Exercise text
Nickelocene is the organonickel compound with the formula Ni(η^{5}-C_{5}H_{5})_{2}. Also known as bis(cyclopentadienyl)nickel or NiCp_{2}, this bright green paramagnetic solid is of enduring academic interest, although it does not yet have any known practical applications.

==Structure==
Ni(C_{5}H_{5})_{2} belongs to a group of organometallic compounds called metallocenes. Metallocenes usually adopt structures in which a metal ion is sandwiched between two parallel cyclopentadienyl (Cp) rings. In the solid-state, the molecule has D_{5d} symmetry, wherein the two rings are staggered.

The Ni center has a formal +2 charge, and the Cp rings are usually assigned as cyclopentadienyl anions (Cp^{−}), related to cyclopentadiene by deprotonation. The structure is similar to ferrocene. In terms of its electronic structure, three pairs of d electrons on nickel are allocated to the three d orbitals involved in Ni–Cp bonding: d_{xy}, dx^{2}–y^{2}, dz^{2}. The two remaining d-electrons each reside in the d_{yz} and d_{xz} orbitals, giving rise to the molecule's paramagnetism, as manifested in the unusually high field chemical shift observed in its ^{1}H NMR spectrum. With 20 valence electrons, nickelocene has the highest electron count of the transition metal metallocenes. Cobaltocene, Co(C_{5}H_{5})_{2}, with only 19 valence electrons is, however, a stronger reducing agent, illustrating the fact that electron energy, not electron count determines redox potential.

Dataset excerpt
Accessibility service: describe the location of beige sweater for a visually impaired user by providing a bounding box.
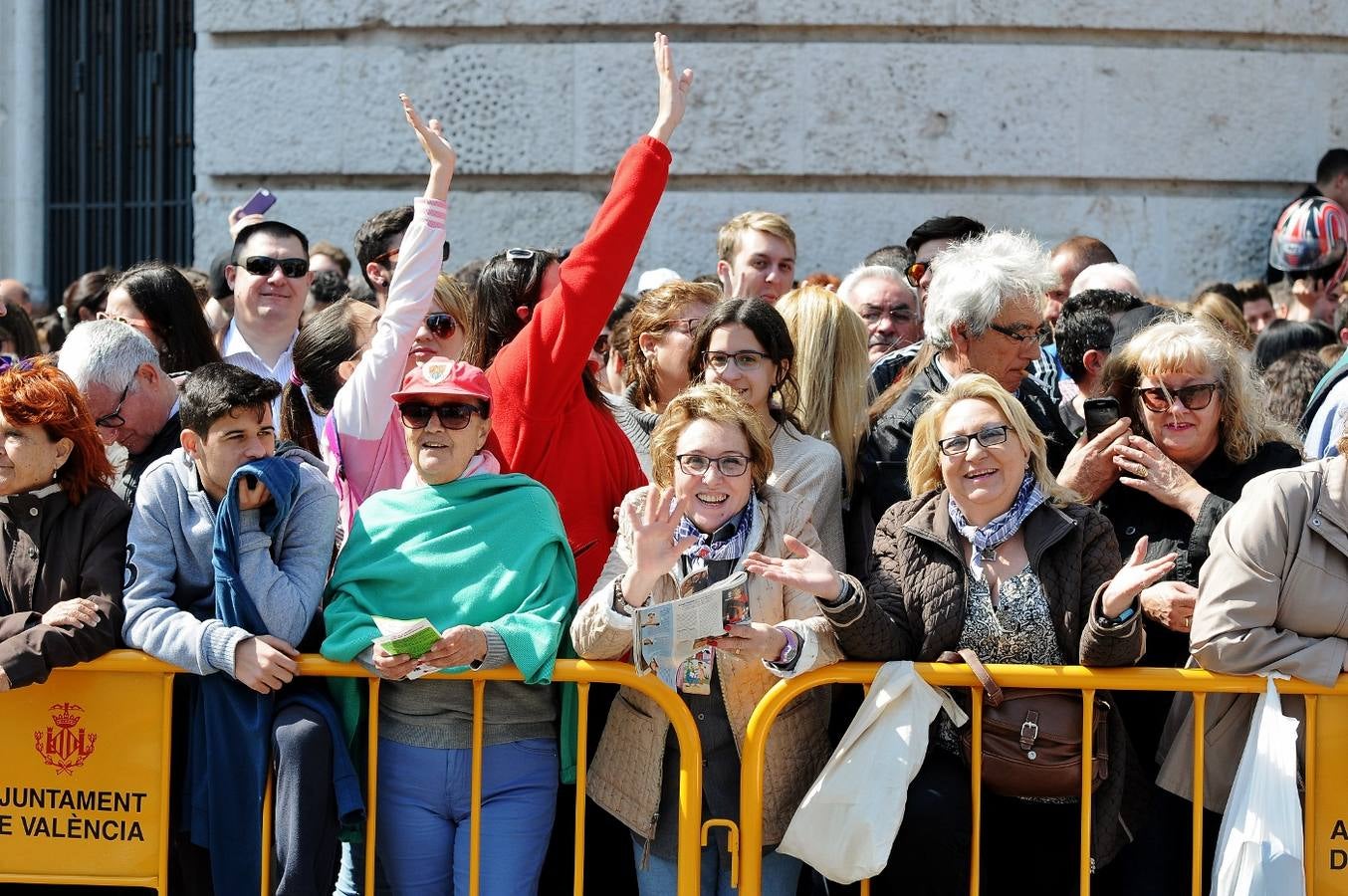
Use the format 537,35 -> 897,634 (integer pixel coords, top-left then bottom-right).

Work item A
Translate this sentence from the nickelocene text into French: "Metallocenes usually adopt structures in which a metal ion is sandwiched between two parallel cyclopentadienyl (Cp) rings."
Work item B
Retype the part of the nickelocene text that begins at the words "Nickelocene is the" and stops after "rings are staggered.".

Answer section A
Les métallocènes adoptent généralement des structures dans lesquelles un ion métallique est pris en sandwich entre deux cycles cyclopentadiényle (Cp) parallèles.

Answer section B
Nickelocene is the organonickel compound with the formula Ni(η^{5}-C_{5}H_{5})_{2}. Also known as bis(cyclopentadienyl)nickel or NiCp_{2}, this bright green paramagnetic solid is of enduring academic interest, although it does not yet have any known practical applications.

==Structure==
Ni(C_{5}H_{5})_{2} belongs to a group of organometallic compounds called metallocenes. Metallocenes usually adopt structures in which a metal ion is sandwiched between two parallel cyclopentadienyl (Cp) rings. In the solid-state, the molecule has D_{5d} symmetry, wherein the two rings are staggered.